> DIRECTIONS
Rewrite the items below, swapping each "white wall" for "pale wall" and keeping everything else the same. Leave the pictures out of your version.

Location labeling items
┌──
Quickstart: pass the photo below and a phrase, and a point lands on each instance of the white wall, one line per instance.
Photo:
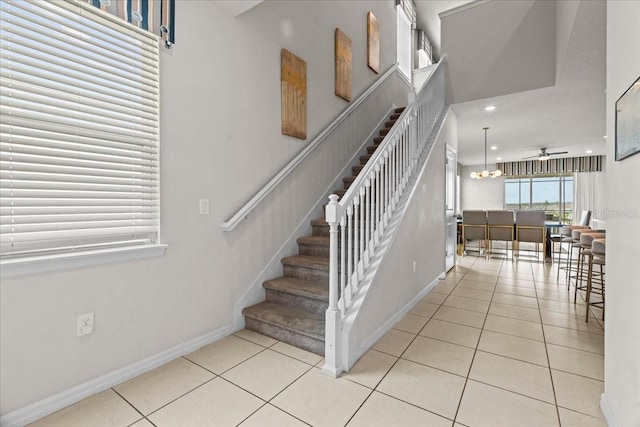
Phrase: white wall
(220, 140)
(419, 238)
(621, 399)
(485, 193)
└──
> EXPECTED OUTPUT
Quickstart: pass the photo below and a phrase, and a point lands on each instance of the pale wall, one line per instance.
Photo:
Phrase: pale wall
(220, 140)
(419, 238)
(621, 399)
(485, 193)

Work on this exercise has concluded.